TO BE DONE
Please copy the records below word for word, from the line that contains "of the rocky" through the end of the records, including both of those lines.

>> BEGIN RECORDS SUPPLIED

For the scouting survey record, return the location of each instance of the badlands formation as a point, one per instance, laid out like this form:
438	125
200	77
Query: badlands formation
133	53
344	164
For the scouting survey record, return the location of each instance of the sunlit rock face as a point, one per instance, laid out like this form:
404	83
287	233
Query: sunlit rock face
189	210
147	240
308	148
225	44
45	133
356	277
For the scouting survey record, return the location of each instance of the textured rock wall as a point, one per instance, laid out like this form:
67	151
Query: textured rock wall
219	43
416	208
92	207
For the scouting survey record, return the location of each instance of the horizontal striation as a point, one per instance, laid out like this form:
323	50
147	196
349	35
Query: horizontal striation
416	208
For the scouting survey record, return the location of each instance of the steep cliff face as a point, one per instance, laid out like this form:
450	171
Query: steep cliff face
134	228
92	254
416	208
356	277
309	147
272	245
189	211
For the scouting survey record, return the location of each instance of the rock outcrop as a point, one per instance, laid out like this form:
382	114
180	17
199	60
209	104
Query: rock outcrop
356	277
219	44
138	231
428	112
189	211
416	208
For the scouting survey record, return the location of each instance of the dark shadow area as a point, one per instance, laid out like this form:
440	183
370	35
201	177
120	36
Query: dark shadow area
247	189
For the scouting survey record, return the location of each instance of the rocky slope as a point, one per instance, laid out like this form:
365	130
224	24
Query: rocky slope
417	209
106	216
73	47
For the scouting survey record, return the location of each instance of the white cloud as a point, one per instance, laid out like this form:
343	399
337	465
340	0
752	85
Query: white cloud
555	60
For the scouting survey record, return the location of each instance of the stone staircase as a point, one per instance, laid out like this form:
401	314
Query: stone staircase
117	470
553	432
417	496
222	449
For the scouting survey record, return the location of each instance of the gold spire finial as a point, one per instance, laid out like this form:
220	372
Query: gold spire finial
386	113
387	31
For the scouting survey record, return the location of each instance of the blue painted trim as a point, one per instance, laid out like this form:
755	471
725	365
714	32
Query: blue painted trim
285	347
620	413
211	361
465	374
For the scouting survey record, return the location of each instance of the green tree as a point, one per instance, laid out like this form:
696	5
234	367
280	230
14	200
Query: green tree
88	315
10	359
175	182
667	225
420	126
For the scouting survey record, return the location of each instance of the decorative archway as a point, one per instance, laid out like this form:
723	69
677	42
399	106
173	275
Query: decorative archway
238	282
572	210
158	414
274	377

>> END RECORDS SUPPLIED

SOLUTION TO THIS EXERCISE
For the scouting survey record, return the location of each instance of the rocky slope as a point, one per instance, laid out like this form:
365	130
224	24
Query: rocky slope
417	209
106	216
73	47
For the scouting survey record, return the location of each instance of the white cloud as a point, one per instance, laid out like this form:
343	399
337	465
340	0
752	85
Query: white cloud
555	60
For the scouting survey record, return the location of each instance of the stone staircase as a point, one per instance, laid out like this form:
401	314
Query: stone staircase
117	470
553	432
417	496
222	449
For the scouting survey record, return the location of each instance of the gold spire finial as a point, one per instance, laid out like this form:
220	372
Query: gold spire finial
386	113
387	31
For the scouting survey record, return the location of each instance of the blue painted trim as a point, one per instance, laid out like this form:
755	471
725	365
714	32
Query: blue painted trim
285	347
620	413
211	361
465	374
For the scouting survey record, return the location of each instance of the green tree as a point, one per instance, laid out like this form:
696	5
234	367
280	230
14	200
Query: green tree
88	315
10	359
175	182
667	225
420	126
For the scouting survey record, return the location of each instance of the decorative archway as a point, one per instance, laid out like this form:
723	69
677	42
399	106
173	275
Query: decorative archway
238	282
572	210
158	414
274	377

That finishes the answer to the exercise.